# Deer Hunted Northwest Ohio Halloween Weekend!



## crittergitter (Jun 9, 2005)

Here's a bit of a preview video of the weekend. We had a ton of fun!!!


----------



## Muddy (May 7, 2017)

Cool, I’m interested to see the rest of the video. What county did you hunt in?


----------



## crittergitter (Jun 9, 2005)

Muddy said:


> Cool, I’m interested to see the rest of the video. What county did you hunt in?


I was in Defiance county!


----------



## crittergitter (Jun 9, 2005)

Hunt #1 has been uploaded!


----------



## crittergitter (Jun 9, 2005)

Video #3 in this series!


----------



## crittergitter (Jun 9, 2005)

The final video in this short series. This was my first ever deer harvest on video! Thanks for watching!


----------



## Muddy (May 7, 2017)

Thanks for sharing. It looks like your friend has done some nice habitat improvement. How many acres does he own? Northwest Ohio has so much barren farm ground, those river corridors offer some much needed topography relief and habitat. My in-laws own 450 acres up that way but I never hunt it because it’s so flat and open farm ground. They’ve pulled out every fence line and cut down the wood lots to farm it all. It’s sad to see how clean many of the farms are up that way, there is no where for the critters to live anymore. It’s intriguing to see a nice piece of ground up that way with diverse cover like your friends place.

● **TASKS TO CARRY OUT**
A. Copy the deer hunting thread from "The final video" to "your friends place.".
B. Give the opening sentence of each post by crittergitter in the deer hunting thread, not counting quoted text.

● **EXTRACTED DATA**
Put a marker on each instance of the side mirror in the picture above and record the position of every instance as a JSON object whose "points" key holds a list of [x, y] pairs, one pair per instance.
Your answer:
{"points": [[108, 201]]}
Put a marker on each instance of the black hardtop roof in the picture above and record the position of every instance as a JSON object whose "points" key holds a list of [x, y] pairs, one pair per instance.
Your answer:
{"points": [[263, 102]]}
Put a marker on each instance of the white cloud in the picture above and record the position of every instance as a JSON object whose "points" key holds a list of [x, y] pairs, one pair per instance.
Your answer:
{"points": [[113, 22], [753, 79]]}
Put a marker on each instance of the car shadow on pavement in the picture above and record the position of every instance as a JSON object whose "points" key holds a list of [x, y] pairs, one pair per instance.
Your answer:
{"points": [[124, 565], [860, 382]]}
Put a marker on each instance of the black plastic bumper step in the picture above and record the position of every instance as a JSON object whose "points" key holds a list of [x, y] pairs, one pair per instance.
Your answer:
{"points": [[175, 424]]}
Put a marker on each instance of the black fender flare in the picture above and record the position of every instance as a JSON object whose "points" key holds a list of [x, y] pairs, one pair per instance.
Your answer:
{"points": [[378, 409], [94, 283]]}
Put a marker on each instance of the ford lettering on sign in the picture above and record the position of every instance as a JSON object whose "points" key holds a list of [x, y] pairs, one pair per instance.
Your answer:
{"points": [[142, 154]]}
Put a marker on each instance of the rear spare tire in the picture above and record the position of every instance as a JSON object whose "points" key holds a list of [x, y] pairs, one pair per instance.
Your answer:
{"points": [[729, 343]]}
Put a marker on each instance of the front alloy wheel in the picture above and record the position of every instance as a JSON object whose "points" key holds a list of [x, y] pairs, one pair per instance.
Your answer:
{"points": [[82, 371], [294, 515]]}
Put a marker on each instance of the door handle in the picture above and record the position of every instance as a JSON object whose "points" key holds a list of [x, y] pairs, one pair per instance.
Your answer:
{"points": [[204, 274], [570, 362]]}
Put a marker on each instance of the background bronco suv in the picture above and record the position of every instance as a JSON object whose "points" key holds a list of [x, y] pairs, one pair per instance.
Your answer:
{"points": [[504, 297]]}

● **SOLUTIONS TO THE TASKS**
A.
The final video in this short series. This was my first ever deer harvest on video! Thanks for watching!


----------



## Muddy (May 7, 2017)

Thanks for sharing. It looks like your friend has done some nice habitat improvement. How many acres does he own? Northwest Ohio has so much barren farm ground, those river corridors offer some much needed topography relief and habitat. My in-laws own 450 acres up that way but I never hunt it because it’s so flat and open farm ground. They’ve pulled out every fence line and cut down the wood lots to farm it all. It’s sad to see how clean many of the farms are up that way, there is no where for the critters to live anymore. It’s intriguing to see a nice piece of ground up that way with diverse cover like your friends place.

B.
Here's a bit of a preview video of the weekend.
I was in Defiance county!
Hunt #1 has been uploaded!
Video #3 in this series!
The final video in this short series.